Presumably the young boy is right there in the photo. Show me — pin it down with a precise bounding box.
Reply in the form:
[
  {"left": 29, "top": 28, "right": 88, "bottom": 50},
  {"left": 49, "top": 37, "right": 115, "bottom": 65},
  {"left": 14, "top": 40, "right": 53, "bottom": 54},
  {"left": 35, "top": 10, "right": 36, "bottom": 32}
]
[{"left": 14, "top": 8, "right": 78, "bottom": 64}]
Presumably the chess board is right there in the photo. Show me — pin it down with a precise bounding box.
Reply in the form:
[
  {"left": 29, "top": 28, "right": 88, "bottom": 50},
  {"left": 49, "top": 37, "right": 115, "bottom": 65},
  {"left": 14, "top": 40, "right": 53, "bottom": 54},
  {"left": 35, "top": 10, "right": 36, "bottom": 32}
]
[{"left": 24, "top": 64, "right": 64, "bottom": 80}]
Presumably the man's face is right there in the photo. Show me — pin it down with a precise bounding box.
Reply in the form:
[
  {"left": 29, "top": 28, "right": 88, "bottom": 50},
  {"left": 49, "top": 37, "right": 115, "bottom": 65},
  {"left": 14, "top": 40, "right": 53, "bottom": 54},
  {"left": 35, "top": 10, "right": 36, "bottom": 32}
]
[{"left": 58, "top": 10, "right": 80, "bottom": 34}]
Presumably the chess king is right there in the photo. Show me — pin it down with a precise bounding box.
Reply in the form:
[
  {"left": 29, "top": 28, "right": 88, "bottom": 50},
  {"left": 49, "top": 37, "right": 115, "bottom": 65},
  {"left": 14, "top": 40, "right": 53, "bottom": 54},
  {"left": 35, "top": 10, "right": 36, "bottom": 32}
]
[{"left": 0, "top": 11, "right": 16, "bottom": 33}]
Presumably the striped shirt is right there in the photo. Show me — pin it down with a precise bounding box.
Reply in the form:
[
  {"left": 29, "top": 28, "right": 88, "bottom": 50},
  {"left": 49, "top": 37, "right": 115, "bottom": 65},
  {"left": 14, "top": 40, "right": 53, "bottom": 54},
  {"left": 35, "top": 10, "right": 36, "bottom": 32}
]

* * * * * * *

> REQUIREMENT
Could you reproduce all of the entries above word for word, without changing anything?

> WRITTEN ANSWER
Presumably the young boy is right there in the photo. Show me — pin it down with a precise bounding box.
Reply in the form:
[
  {"left": 29, "top": 28, "right": 88, "bottom": 50},
  {"left": 49, "top": 37, "right": 115, "bottom": 65},
  {"left": 14, "top": 40, "right": 53, "bottom": 54},
  {"left": 35, "top": 10, "right": 36, "bottom": 32}
]
[{"left": 14, "top": 8, "right": 78, "bottom": 64}]
Presumably the chess board is right there in the photo. Show me — pin it down with a precise bounding box.
Reply in the form:
[
  {"left": 29, "top": 28, "right": 88, "bottom": 50},
  {"left": 49, "top": 37, "right": 115, "bottom": 65},
  {"left": 14, "top": 40, "right": 53, "bottom": 54},
  {"left": 35, "top": 10, "right": 36, "bottom": 32}
]
[{"left": 24, "top": 64, "right": 64, "bottom": 80}]
Presumably the man's face is right there in the photo. Show me — pin it down with a precise bounding box.
Reply in the form:
[
  {"left": 29, "top": 28, "right": 88, "bottom": 50},
  {"left": 49, "top": 37, "right": 115, "bottom": 65},
  {"left": 14, "top": 40, "right": 53, "bottom": 54},
  {"left": 35, "top": 10, "right": 36, "bottom": 32}
]
[{"left": 58, "top": 10, "right": 80, "bottom": 34}]
Presumably the chess king is right there in the photo. Show me — pin it down with a precise bounding box.
Reply in the form:
[
  {"left": 29, "top": 28, "right": 88, "bottom": 50},
  {"left": 49, "top": 37, "right": 115, "bottom": 65},
  {"left": 14, "top": 40, "right": 53, "bottom": 54},
  {"left": 35, "top": 10, "right": 36, "bottom": 32}
]
[{"left": 0, "top": 11, "right": 16, "bottom": 33}]
Presumably the striped shirt is right there in the photo. Show me — pin it down with a precise bounding box.
Reply in the form:
[
  {"left": 29, "top": 28, "right": 88, "bottom": 50},
  {"left": 49, "top": 37, "right": 115, "bottom": 65},
  {"left": 14, "top": 40, "right": 53, "bottom": 54},
  {"left": 35, "top": 10, "right": 36, "bottom": 32}
]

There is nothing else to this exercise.